PROMPT>
Each record that follows should be duplicated exactly, except for its pictures.

Free-text object descriptions>
····················

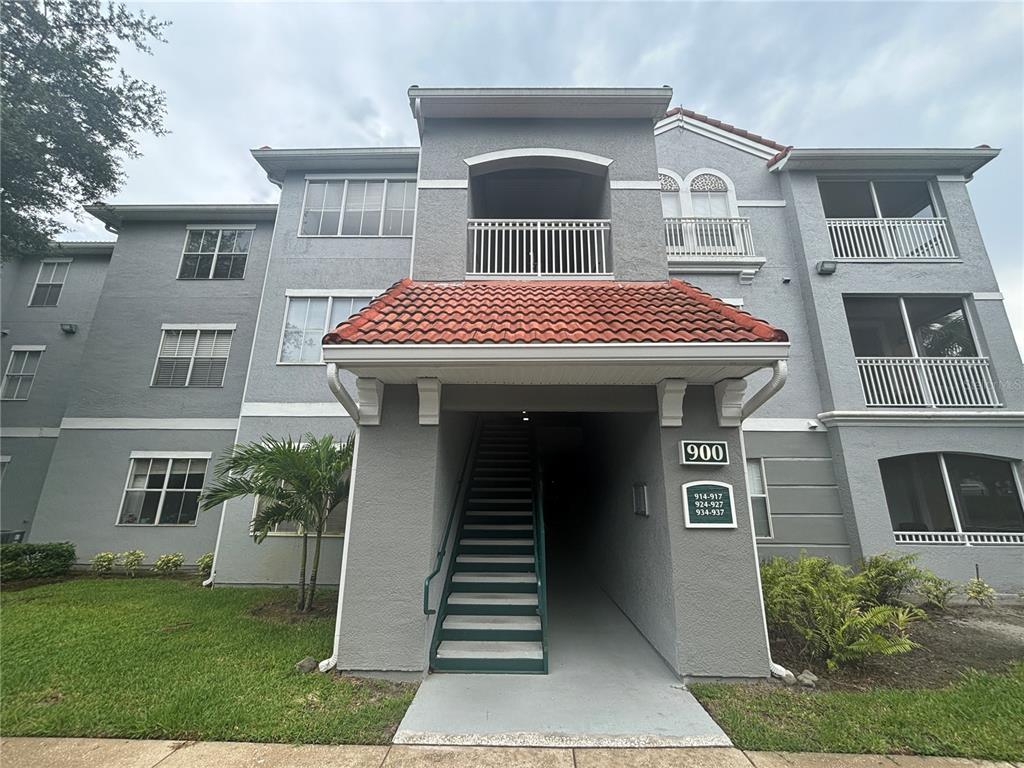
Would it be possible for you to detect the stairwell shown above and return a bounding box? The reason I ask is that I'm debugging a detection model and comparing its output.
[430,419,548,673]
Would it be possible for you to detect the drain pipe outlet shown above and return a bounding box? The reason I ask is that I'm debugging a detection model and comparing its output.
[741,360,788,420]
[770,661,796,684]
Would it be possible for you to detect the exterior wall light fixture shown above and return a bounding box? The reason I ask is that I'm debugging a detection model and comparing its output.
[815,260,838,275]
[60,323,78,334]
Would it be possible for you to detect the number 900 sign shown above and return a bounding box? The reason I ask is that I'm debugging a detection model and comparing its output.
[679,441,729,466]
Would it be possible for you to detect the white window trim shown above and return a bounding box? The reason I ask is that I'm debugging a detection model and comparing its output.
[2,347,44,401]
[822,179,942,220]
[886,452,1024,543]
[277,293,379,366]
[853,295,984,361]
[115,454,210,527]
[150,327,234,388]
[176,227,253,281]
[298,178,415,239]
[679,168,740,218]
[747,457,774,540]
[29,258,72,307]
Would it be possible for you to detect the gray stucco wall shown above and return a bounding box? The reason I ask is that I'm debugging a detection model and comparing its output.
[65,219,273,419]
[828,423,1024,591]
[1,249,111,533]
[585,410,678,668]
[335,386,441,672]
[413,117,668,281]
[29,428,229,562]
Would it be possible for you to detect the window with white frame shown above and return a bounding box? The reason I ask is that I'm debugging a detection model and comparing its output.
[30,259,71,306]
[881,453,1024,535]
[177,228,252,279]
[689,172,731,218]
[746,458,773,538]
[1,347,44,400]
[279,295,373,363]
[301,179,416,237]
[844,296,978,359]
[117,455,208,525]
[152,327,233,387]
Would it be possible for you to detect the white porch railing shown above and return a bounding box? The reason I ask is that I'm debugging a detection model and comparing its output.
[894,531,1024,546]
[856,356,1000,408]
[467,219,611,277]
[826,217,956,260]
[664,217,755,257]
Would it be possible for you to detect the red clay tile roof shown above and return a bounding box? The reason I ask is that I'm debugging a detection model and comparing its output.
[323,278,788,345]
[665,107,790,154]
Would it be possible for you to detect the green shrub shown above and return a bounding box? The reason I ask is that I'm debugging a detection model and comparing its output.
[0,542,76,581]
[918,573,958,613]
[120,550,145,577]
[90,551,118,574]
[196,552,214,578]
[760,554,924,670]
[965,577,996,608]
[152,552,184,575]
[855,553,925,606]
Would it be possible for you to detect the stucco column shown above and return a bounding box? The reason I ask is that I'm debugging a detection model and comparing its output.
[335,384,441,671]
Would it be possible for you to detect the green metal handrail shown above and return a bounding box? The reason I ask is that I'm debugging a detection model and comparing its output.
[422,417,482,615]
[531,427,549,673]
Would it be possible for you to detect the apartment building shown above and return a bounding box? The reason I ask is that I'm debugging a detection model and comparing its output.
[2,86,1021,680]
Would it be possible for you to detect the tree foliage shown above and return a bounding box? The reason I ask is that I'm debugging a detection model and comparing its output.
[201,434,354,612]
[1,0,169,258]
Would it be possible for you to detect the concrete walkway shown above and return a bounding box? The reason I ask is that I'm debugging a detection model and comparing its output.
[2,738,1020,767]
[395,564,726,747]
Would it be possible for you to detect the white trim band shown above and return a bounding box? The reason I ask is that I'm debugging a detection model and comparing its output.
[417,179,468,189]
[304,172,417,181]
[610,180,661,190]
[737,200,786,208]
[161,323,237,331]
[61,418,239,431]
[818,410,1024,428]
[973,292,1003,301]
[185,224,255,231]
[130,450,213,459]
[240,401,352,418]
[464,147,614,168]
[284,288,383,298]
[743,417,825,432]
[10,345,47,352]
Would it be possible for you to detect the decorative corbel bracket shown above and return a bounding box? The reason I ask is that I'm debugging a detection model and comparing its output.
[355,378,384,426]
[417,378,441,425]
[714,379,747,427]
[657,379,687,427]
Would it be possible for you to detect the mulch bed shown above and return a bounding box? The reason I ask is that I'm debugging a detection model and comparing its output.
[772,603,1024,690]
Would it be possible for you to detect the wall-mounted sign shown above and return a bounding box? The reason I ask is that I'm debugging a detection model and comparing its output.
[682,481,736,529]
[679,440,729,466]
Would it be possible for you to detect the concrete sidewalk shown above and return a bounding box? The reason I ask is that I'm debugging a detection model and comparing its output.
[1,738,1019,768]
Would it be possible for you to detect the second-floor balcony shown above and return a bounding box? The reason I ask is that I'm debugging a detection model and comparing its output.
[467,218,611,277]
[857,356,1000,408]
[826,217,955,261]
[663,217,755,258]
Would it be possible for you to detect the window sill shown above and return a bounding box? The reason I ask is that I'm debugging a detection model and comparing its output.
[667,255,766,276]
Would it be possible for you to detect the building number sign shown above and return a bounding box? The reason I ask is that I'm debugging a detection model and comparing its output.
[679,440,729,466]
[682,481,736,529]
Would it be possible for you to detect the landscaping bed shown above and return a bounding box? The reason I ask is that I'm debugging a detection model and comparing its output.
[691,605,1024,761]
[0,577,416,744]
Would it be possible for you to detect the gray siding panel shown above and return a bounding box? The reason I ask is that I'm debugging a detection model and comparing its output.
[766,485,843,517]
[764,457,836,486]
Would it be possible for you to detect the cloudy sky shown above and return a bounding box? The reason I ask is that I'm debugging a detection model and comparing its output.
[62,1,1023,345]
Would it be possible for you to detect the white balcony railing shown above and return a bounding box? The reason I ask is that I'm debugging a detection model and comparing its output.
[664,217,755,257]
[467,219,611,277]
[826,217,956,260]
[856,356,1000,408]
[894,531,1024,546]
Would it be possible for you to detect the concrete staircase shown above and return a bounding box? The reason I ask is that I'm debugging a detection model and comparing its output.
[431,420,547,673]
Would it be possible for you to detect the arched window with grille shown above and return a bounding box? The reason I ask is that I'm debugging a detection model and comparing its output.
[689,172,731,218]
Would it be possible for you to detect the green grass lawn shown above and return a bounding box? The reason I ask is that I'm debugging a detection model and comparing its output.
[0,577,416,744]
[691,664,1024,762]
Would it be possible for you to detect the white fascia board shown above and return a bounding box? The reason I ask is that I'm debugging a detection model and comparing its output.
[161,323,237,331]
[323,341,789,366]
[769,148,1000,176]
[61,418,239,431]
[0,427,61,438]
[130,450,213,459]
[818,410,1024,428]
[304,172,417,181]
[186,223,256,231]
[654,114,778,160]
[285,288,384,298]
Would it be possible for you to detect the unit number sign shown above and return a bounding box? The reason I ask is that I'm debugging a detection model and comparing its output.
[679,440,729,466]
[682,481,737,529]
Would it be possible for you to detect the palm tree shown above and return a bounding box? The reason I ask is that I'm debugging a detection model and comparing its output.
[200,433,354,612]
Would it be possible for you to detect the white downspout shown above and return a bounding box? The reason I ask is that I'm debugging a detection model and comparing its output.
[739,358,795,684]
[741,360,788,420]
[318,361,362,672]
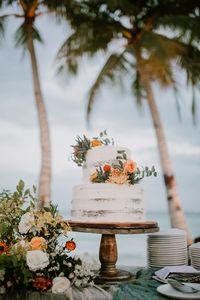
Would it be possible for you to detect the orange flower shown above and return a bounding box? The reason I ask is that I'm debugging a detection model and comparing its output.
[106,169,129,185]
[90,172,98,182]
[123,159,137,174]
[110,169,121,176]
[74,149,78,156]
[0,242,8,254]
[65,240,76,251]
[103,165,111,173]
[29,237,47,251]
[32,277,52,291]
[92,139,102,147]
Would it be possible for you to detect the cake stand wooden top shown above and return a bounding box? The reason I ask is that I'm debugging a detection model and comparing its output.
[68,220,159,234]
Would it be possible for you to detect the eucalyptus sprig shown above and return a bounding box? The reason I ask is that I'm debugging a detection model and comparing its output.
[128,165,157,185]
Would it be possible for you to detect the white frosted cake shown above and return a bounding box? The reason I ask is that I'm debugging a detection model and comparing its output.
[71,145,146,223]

····················

WRITTEN RESPONSE>
Would it be possible for you to detect the stairwell shown above and return a bounding box? The reason I ask is that I'm debugging a detection model and comparing its output.
[430,419,548,673]
Would it be possible for you to detect the drain pipe outlet shown above and return a bounding box? The reason I ask is that I'm debugging a detection model and comparing its output.
[741,360,788,420]
[770,661,796,684]
Would it be possible for you to detect the exterior wall light fixture shown above and return a bounding box? The reason I ask is that I'm debugging a detection model and comparing its output.
[815,260,838,275]
[60,323,78,334]
Would it be possible for you to detect the number 900 sign shown above and return a bounding box? The reason I ask is that I'm debugging a detection model and comparing its output.
[679,441,729,466]
Would it be possible for you to detect the white window trim shown above and return a bounding box? The reason I ask is that I'm debugging a detection model and comparing its output.
[2,347,44,401]
[822,179,942,220]
[886,452,1024,543]
[277,293,379,366]
[853,295,984,361]
[115,454,210,527]
[150,327,234,388]
[176,227,253,281]
[298,178,415,239]
[679,168,740,218]
[747,457,774,540]
[29,258,72,307]
Would it be possible for you to detect the gray stucco wall shown above and return a bounding box? The reason I ask is that I'm debugging a detection model and comparing its output.
[65,219,273,419]
[828,423,1024,591]
[1,249,111,533]
[585,410,678,668]
[335,386,441,672]
[413,117,668,281]
[29,428,229,562]
Would it be possible for you to detect the window with white frame shown above and return a bounding box? The reason I ask is that I'm debugging a detection model and comparing its output.
[30,259,71,306]
[881,453,1024,535]
[177,228,252,279]
[689,172,731,218]
[746,458,773,538]
[1,347,44,400]
[279,295,373,363]
[301,179,416,237]
[844,296,978,359]
[117,455,208,525]
[152,327,233,387]
Would it be possible for you to detect the white porch railing shown above and return a bounding box? The reason I ask is that I'm debugging a detection model and comparing its output.
[894,531,1024,546]
[856,356,1000,408]
[467,219,611,277]
[826,217,956,260]
[664,217,755,257]
Would it be possible for you to detect the red clay tile roof shown above and return a bounding box? The reason I ask is that I'm debugging a detection model and comparing its output.
[323,278,788,345]
[665,107,790,154]
Would it be possible for you to detect the green shrub shown above and return a bounding box? The reason I ask is that I'm debugging a detection model and comparing its output.
[0,542,76,581]
[918,573,958,613]
[120,550,145,577]
[90,551,118,574]
[196,552,214,578]
[760,554,924,670]
[965,577,996,608]
[152,552,184,575]
[855,553,925,606]
Would it be possible for you to detect the stucco column shown above and return a bounding box? The reason I ask is that I'm debugging a detection model and comparing its output.
[335,384,441,671]
Would it be possible for you to detect the green metal handrail shown above and return a bounding box? The reason I ask is that I'm debugging a detection model and comparing its output.
[422,417,482,615]
[531,427,549,673]
Would it be possible for you to detect the apartment building shown above and return a bounding box? The reason I ask is that I'm debugging a detection model and comparing its output.
[2,86,1021,680]
Would it be possible for you to detect the tree foliage shown above and return a bounding box? The reason I ask is that I'm debugging a detection model and comparing its output.
[201,434,354,612]
[1,0,169,258]
Would it be possible for you to detect the concrete walkway shown above and return a bounding box? The reason I ask is that I'm debugging a detection model and comparing its output.
[2,738,1020,767]
[395,564,726,747]
Would it be possible for you to detect the white trim band shown above and return a bounding box? The reason I ask is that I'm debugging a detection model and comparing its output.
[417,179,468,189]
[304,172,417,181]
[610,180,661,190]
[737,200,786,208]
[161,323,237,331]
[61,418,239,431]
[818,410,1024,428]
[973,292,1003,301]
[185,224,255,231]
[130,450,213,459]
[240,401,352,418]
[464,147,614,168]
[284,288,383,298]
[743,417,825,432]
[10,345,47,352]
Would it be possible for you to detect the decorative corbel bracket shown above and return a bounding box? The reason I ask is that I'm debugging a detection model and comparing its output.
[355,378,384,426]
[417,378,441,425]
[714,379,747,427]
[657,379,687,427]
Would it be possible for you to detect the mulch bed shown above and return a bounding box? The reason I ask is that I'm debugging a detection model and comparing its output.
[772,603,1024,690]
Would it be possible for you to detect the wall-mounted sign shown above and return a bounding box? The reason I ask is that I'm debugging a detection model and comparing its output.
[682,481,736,529]
[679,440,729,466]
Would it be possible for you to detect the concrete sidewalk shown above and return a bounding box? The reason I ask is that I'm debugging a detection model and comparing its output.
[1,738,1019,768]
Would it be possible for you to detect the second-floor balcony shown above and return a bounding box? The reason I ask is that I'm debugging a detection model and comparing its output.
[467,218,611,277]
[857,356,1000,408]
[826,217,955,261]
[663,217,755,258]
Would it be possible for you to detect the window sill shown above and return a bounding box? The reason I ask is that I'm debugging a detection model and comparing its output.
[667,255,766,276]
Would it be possible for you to detect the building number sign shown above and return a bounding box? The reason I ask is that I'm debugging a detection model and comparing its output.
[679,440,729,466]
[682,481,736,529]
Would it be possible for you to detect the landscaping bed shown above and return a bounding box? The reason I ask is that I'm debugging a detection model and comparing its output.
[691,605,1024,761]
[0,577,416,744]
Would it be possible for you to detect the gray siding panel shown above and return a bounding box? The reason I ask is that I'm debugging a detection model and comparing its output.
[766,485,843,517]
[764,457,836,486]
Would it be possible for you to detect the cloudy sky shown above and return a bounding box? The reason I ask is that I'm debugging a detection model and comparing its output.
[62,1,1023,345]
Would it be possible for you to detect the white balcony railing shown above and return a bounding box? The reason I ask is that I'm debugging a detection model and comparing its output.
[664,217,755,257]
[467,219,611,277]
[826,217,956,260]
[856,356,1000,408]
[894,531,1024,546]
Would it be possible for you to detect the concrete staircase shown above and return a bounding box? The reason I ask is that I'm debugging a detection model and comparing its output.
[431,420,547,673]
Would it be possible for you to detect the arched window with grille shown above and return a bounding box? The reason I ask is that I'm debugging a detection model and comparing its output.
[689,172,731,218]
Would it be possible for you to detect the green grass lawn shown above and return a bounding box? The reason I ask is that I'm debugging a detection model and comparing its output.
[0,577,416,744]
[691,664,1024,762]
Would it be possible for you to detect the white fascia board shown above and return a bounding box? The reason I ask is that I'm debugging a detection model and comparing its output.
[161,323,237,331]
[323,341,789,366]
[769,148,1000,176]
[61,418,239,431]
[0,427,61,438]
[130,450,213,459]
[818,410,1024,428]
[304,172,417,181]
[186,223,256,231]
[654,114,778,160]
[285,288,384,298]
Would it be possible for you to detect the unit number sign shown above and return a bounding box? The reason I ask is that I'm debugging a detection model and comparing its output.
[679,440,729,466]
[682,481,737,529]
Would it be possible for you to detect the palm tree shown above and return a bounding box? The reason I ask is that I'm debugging a detection model and comparing its output.
[200,433,354,612]
Would it be possible for you to detect the white downspout shown above and return a bounding box? The reason I ask is that I'm debugging a detection model and comparing its output.
[739,358,795,684]
[741,360,788,420]
[318,361,362,672]
Would it be possible for you to detect the orange flower shown above and return a bounding box? The reason I ask is that I'm debugging a detection model and comparing its output.
[106,169,129,185]
[90,172,98,182]
[123,159,137,174]
[110,169,121,176]
[74,149,78,156]
[0,242,8,254]
[65,240,76,251]
[103,165,111,173]
[29,237,47,251]
[32,277,52,291]
[92,139,102,147]
Would it be possible for you to detect the cake stand wooden top shown above and return a bounding box? The reason I ask is that I'm debugging a detection model and comparing its output.
[68,220,159,234]
Would it be possible for you to detect the eucalyptus sprig shown above and return a bounding box? The reason I ask is that I'm debugging a detection model and comparing its output.
[128,165,157,185]
Would it be possible for you to detect the white frosted cake shown above and return a bounding box? The reason I ask is that I'm debugging a detection model and comparing its output.
[71,145,146,223]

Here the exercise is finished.